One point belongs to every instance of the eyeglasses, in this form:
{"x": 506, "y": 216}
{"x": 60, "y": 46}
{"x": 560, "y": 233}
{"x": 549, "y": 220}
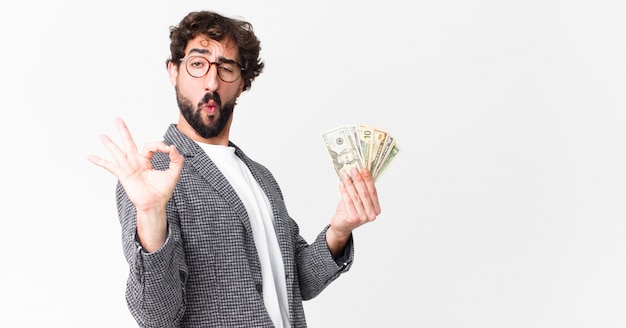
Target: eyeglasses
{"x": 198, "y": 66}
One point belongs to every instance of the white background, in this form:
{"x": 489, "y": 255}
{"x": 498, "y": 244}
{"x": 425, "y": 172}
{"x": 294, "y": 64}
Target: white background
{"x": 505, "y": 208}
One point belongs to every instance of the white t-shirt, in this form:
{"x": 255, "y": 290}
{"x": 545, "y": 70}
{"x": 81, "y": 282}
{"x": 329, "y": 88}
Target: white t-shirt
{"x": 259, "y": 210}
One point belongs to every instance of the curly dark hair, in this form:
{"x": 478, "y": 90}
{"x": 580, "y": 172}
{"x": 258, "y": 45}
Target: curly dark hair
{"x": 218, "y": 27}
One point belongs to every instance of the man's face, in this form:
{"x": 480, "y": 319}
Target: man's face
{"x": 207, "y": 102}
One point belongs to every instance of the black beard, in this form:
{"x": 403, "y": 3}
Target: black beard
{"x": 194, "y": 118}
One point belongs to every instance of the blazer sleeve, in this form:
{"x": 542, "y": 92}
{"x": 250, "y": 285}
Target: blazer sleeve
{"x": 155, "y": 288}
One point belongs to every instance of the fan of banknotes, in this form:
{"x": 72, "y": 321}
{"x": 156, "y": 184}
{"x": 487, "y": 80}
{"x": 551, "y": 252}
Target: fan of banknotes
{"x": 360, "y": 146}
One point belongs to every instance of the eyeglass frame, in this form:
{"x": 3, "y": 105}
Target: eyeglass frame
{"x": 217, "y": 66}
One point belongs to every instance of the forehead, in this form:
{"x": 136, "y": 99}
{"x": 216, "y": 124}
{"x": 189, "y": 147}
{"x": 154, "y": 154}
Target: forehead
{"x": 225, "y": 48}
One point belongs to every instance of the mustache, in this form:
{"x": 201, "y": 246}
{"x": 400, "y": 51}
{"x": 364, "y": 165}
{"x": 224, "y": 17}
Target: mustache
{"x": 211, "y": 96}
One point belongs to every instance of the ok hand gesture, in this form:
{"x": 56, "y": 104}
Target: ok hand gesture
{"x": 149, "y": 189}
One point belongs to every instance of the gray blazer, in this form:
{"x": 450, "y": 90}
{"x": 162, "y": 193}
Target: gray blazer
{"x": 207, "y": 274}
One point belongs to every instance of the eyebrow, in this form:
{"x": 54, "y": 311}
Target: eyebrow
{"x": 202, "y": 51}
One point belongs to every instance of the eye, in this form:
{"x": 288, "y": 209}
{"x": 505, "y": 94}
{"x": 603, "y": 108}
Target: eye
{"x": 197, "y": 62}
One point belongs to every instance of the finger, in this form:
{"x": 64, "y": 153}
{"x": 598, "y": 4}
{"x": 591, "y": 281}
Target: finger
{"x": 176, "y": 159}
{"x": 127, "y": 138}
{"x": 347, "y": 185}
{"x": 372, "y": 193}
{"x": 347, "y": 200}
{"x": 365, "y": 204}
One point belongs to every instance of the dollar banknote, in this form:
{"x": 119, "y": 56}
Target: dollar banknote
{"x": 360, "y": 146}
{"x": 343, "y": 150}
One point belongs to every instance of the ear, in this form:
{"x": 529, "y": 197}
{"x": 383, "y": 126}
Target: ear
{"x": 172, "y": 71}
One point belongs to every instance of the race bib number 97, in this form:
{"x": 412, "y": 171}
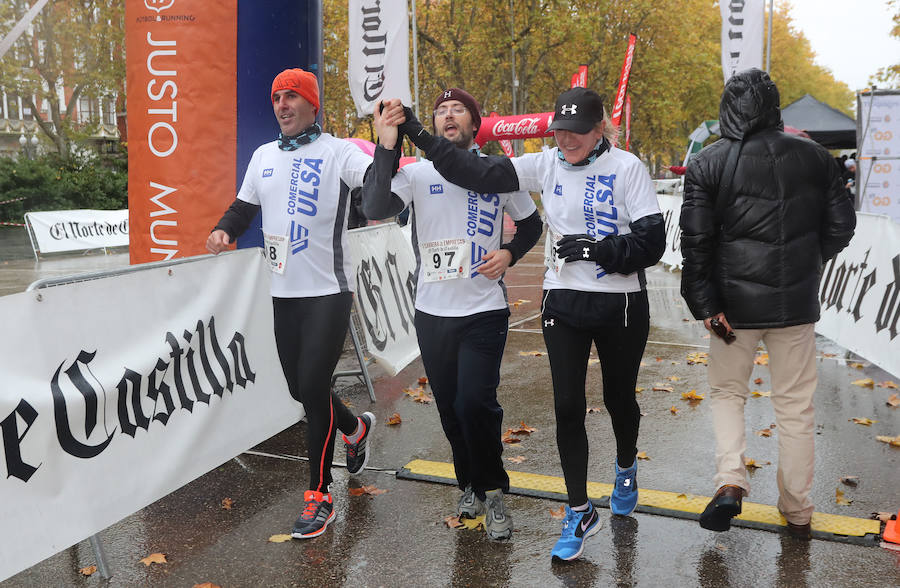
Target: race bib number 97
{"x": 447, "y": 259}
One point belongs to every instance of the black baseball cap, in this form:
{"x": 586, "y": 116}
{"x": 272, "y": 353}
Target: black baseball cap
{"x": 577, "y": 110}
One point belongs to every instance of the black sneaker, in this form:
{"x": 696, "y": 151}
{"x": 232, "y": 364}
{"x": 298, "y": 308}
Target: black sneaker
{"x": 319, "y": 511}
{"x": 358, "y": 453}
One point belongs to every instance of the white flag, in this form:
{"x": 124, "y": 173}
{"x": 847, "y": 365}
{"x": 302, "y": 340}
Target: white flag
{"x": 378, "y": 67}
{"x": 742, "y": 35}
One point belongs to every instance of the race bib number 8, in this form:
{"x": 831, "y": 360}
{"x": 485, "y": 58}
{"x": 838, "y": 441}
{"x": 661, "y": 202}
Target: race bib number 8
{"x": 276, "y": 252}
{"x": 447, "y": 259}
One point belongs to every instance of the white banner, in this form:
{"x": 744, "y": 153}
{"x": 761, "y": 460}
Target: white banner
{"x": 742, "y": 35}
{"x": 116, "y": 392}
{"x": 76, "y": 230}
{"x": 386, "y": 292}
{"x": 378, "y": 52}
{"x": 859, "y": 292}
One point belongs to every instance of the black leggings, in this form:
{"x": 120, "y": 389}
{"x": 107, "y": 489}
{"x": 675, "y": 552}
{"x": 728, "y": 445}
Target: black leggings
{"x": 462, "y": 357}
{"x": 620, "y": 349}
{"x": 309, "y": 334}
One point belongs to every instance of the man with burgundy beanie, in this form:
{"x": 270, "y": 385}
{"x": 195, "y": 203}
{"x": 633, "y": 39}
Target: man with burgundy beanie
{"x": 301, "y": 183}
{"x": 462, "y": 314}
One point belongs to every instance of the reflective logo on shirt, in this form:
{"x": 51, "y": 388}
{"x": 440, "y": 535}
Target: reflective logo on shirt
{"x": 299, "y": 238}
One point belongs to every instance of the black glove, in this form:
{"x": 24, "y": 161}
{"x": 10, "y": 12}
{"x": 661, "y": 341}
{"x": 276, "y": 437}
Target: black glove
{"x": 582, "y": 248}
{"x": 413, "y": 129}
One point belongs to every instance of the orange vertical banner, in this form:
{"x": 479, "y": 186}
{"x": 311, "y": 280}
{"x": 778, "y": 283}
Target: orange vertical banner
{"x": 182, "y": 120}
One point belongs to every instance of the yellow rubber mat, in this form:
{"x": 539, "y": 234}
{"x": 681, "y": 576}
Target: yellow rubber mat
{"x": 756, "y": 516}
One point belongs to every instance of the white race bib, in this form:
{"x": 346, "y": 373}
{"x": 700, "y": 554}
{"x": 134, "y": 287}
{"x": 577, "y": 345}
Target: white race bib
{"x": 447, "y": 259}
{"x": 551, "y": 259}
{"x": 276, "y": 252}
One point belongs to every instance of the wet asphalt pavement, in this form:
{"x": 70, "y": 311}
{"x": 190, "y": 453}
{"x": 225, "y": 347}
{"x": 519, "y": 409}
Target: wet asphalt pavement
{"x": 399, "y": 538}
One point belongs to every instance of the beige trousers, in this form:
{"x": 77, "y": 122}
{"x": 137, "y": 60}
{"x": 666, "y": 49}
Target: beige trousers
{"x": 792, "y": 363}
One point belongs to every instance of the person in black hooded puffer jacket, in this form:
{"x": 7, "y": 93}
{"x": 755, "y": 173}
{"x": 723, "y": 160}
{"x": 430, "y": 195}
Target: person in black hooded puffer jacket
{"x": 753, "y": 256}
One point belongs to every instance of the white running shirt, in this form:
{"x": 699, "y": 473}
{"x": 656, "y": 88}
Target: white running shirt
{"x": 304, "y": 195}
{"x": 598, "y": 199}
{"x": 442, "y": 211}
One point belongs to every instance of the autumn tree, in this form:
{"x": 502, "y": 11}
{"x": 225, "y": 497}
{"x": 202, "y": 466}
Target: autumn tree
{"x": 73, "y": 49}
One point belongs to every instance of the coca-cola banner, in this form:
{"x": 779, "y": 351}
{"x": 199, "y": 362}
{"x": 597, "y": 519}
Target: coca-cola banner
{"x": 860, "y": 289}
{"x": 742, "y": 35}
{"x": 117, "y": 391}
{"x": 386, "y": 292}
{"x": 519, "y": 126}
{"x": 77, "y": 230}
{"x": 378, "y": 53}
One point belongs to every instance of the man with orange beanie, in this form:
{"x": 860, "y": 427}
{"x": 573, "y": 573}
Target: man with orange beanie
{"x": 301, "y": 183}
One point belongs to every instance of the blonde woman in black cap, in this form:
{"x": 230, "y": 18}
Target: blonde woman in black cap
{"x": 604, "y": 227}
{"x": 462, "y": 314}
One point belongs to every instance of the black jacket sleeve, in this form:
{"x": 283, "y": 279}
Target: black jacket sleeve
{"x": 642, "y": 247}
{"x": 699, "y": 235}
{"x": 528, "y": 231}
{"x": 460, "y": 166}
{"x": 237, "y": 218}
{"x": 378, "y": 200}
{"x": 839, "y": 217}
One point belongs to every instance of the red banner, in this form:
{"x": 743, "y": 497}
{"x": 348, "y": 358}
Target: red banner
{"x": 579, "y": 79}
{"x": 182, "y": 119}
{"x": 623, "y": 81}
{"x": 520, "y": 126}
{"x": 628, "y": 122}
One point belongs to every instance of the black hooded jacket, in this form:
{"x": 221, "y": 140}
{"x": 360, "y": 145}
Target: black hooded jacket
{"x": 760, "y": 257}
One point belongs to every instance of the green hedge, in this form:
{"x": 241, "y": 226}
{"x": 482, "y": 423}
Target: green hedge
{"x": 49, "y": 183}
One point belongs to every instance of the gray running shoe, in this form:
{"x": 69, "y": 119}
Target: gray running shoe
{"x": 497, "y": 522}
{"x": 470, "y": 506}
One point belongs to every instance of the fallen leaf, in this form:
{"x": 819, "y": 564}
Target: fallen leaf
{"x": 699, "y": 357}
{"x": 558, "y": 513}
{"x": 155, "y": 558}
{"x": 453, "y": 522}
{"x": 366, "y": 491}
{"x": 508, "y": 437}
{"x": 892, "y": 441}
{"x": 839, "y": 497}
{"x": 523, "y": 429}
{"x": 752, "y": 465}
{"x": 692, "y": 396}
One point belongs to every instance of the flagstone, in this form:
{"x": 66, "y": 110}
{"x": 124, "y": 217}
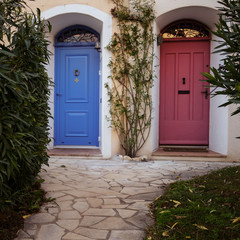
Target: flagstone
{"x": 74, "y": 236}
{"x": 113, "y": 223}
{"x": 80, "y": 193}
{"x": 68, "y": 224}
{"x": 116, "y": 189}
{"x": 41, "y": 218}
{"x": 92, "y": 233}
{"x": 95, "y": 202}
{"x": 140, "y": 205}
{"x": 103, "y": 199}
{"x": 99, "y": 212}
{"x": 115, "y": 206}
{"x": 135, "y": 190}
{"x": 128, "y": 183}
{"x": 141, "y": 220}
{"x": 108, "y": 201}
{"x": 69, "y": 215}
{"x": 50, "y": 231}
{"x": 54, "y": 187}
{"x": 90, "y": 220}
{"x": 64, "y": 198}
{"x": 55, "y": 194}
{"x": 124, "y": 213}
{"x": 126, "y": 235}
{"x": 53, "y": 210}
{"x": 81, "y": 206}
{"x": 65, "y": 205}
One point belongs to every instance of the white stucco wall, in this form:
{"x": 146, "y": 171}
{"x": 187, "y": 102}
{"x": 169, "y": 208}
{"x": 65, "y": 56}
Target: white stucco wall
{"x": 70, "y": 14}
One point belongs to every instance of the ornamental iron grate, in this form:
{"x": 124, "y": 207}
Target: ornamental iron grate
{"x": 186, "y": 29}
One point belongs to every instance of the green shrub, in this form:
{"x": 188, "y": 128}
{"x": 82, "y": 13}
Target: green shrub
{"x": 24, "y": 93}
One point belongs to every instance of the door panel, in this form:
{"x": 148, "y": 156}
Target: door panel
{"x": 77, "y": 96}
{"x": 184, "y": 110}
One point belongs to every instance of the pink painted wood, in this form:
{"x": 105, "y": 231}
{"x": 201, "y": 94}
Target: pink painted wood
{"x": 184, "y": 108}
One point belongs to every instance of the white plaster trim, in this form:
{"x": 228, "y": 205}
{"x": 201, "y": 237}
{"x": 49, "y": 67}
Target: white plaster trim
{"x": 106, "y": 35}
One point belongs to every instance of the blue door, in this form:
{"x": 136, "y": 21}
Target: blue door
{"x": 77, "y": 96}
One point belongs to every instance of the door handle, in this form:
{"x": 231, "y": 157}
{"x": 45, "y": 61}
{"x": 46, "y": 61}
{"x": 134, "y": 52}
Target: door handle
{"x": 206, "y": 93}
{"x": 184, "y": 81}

What you will do :: Repeat precisely the lines of the data starting at the one containing "One point belongs to every instance of the white stucco", last line included.

Response to the exercise ::
One point belongs to every instance of the white stucco wall, in this form:
{"x": 146, "y": 171}
{"x": 187, "y": 102}
{"x": 169, "y": 208}
{"x": 65, "y": 56}
Target: white stucco wall
{"x": 70, "y": 14}
One point belongs to every instance of the ornamental iron grate, in this form:
{"x": 124, "y": 207}
Target: ornamental iron grate
{"x": 186, "y": 29}
One point belongs to every instance of the green shrub, in this form:
{"x": 188, "y": 128}
{"x": 82, "y": 13}
Target: green shrub
{"x": 24, "y": 93}
One point belongs to every instance of the door panel, in this form:
{"x": 148, "y": 156}
Target: door panel
{"x": 77, "y": 96}
{"x": 184, "y": 110}
One point belongs to every instance of the pink painted wood, in this form:
{"x": 105, "y": 231}
{"x": 201, "y": 94}
Target: pink painted wood
{"x": 184, "y": 108}
One point belongs to every instance of the white plaster trim, in this form:
{"x": 228, "y": 205}
{"x": 201, "y": 237}
{"x": 49, "y": 67}
Target: white plaster trim
{"x": 106, "y": 35}
One point belongs to every instance of the blue door, in this form:
{"x": 136, "y": 21}
Target: blue door
{"x": 77, "y": 96}
One point belongs to every instance of the door handle, in this form:
{"x": 231, "y": 157}
{"x": 45, "y": 61}
{"x": 46, "y": 61}
{"x": 134, "y": 52}
Target: door handle
{"x": 206, "y": 93}
{"x": 184, "y": 81}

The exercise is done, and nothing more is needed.